[[ Recorded information, beginning ]]

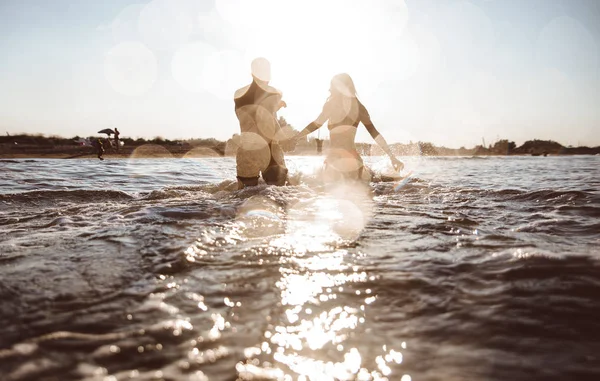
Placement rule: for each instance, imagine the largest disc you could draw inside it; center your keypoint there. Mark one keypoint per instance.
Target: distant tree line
(306, 146)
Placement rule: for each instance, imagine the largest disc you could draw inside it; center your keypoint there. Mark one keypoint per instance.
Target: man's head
(261, 69)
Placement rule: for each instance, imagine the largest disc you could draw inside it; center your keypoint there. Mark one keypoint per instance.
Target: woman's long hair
(342, 86)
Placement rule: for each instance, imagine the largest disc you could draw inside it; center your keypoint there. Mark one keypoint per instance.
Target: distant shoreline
(29, 147)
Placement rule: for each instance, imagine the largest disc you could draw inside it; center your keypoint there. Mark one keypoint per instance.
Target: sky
(450, 72)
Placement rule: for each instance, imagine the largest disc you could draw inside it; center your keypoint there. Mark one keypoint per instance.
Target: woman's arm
(313, 126)
(365, 118)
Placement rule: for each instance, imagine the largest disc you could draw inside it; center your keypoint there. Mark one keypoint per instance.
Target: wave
(87, 196)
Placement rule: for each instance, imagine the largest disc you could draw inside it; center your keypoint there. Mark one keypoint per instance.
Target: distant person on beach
(117, 133)
(256, 107)
(343, 111)
(100, 148)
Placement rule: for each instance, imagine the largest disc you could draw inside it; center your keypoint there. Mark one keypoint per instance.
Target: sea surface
(471, 268)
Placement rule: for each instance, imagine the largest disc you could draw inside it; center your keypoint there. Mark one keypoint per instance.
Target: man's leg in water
(249, 164)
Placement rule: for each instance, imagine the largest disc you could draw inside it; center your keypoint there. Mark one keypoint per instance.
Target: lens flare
(164, 26)
(188, 64)
(130, 68)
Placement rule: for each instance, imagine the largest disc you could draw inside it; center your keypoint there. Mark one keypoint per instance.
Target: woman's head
(342, 85)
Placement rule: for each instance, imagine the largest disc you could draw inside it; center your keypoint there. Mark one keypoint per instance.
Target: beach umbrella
(107, 131)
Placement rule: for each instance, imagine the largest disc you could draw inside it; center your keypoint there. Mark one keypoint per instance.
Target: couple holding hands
(260, 149)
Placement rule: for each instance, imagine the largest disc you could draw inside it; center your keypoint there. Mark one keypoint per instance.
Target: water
(474, 269)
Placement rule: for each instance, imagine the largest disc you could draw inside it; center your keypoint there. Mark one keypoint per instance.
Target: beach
(472, 268)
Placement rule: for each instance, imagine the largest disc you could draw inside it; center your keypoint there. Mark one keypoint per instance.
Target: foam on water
(474, 268)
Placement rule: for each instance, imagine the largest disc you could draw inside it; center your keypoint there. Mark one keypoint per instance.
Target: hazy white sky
(446, 71)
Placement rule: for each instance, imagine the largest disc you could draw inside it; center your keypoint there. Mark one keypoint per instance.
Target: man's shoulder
(241, 92)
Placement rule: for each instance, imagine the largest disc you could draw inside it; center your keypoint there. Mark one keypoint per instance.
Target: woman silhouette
(343, 112)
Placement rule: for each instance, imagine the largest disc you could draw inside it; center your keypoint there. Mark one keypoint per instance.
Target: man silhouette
(256, 107)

[[ Recorded information, end ]]

▶ What the exercise asks:
Beginning at the line that contains "Target: woman silhouette", give again every line down to the end of the material, exactly as written, and stop there.

▶ Written answer:
Target: woman silhouette
(343, 112)
Placement rule: for each instance, imagine the largest disc you could draw inside it; center your keypoint there. Mark one keypoint per instance.
Target: man silhouette
(256, 107)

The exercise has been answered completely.